===== SOURCE DATA

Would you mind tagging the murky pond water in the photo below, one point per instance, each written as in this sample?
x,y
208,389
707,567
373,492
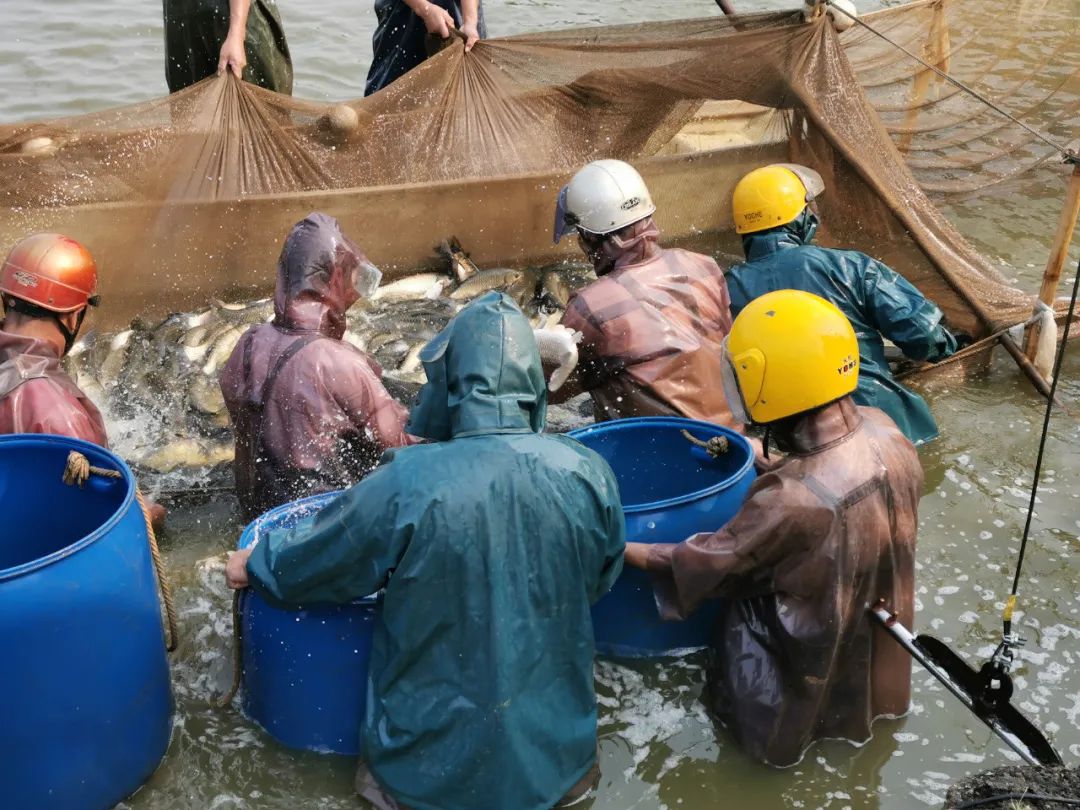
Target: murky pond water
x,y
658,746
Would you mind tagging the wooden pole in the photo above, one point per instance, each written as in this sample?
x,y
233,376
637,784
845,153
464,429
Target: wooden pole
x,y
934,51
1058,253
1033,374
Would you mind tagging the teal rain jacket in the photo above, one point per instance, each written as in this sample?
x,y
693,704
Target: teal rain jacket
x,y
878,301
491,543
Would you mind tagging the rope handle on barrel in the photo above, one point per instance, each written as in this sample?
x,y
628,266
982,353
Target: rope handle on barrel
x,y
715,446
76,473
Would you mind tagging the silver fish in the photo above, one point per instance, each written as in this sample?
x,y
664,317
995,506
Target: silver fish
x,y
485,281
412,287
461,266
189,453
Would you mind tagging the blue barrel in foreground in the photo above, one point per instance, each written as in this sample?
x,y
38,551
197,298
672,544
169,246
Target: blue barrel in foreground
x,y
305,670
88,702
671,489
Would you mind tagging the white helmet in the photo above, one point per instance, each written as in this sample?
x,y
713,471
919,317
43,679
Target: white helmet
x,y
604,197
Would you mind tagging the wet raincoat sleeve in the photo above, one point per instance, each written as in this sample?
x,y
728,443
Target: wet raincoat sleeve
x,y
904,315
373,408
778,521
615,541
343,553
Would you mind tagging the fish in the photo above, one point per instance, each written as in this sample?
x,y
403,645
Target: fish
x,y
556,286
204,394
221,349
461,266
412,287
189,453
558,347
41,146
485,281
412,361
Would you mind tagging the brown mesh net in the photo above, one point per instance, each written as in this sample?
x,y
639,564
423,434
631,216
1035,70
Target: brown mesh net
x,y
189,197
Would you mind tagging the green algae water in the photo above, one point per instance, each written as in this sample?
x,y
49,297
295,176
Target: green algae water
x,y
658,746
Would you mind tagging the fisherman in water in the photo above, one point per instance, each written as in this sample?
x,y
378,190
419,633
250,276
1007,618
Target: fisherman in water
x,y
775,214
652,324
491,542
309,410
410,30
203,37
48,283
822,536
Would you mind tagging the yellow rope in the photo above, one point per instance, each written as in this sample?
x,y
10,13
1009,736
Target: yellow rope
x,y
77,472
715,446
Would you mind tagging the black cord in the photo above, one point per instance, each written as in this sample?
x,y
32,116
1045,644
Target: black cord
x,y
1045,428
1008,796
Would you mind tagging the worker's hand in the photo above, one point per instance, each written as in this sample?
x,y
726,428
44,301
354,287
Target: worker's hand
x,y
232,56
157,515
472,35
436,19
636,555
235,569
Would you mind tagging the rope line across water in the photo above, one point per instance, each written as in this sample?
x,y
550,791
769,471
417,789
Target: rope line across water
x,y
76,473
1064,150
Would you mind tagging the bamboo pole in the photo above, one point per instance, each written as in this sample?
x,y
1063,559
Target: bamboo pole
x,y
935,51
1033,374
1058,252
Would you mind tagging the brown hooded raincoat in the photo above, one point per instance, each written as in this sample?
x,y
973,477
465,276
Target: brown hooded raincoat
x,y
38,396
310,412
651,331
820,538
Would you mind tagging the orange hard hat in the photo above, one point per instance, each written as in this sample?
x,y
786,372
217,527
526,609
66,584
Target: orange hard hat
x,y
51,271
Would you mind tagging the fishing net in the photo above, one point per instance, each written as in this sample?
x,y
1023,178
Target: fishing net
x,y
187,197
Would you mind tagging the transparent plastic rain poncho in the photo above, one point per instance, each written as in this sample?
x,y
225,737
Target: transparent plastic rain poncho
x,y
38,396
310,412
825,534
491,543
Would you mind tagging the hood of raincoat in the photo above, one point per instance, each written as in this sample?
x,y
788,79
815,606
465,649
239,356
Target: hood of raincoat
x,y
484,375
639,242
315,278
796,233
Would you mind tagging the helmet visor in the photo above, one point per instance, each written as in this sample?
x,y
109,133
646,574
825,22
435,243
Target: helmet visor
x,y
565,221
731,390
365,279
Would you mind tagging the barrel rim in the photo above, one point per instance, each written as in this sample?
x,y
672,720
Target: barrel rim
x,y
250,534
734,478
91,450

==========

## WRITTEN TASK
Rewrite the records starting at the line that has "Would you mind tagging the helmet" and running to the end of the records, putting "face shield" wherever "helmet visor" appears and changing nothing else.

## EXPECTED ANSWER
Would you mind tagging the face shield in the photo above, one point per instance, each written as in this sample?
x,y
109,133
646,574
825,22
435,243
Target: face shield
x,y
565,221
731,390
365,279
Would you mind tagging the barrel rim in the photo above, one point per instance, each written as in this sample?
x,y
672,720
Target: barrel rim
x,y
250,534
734,478
91,450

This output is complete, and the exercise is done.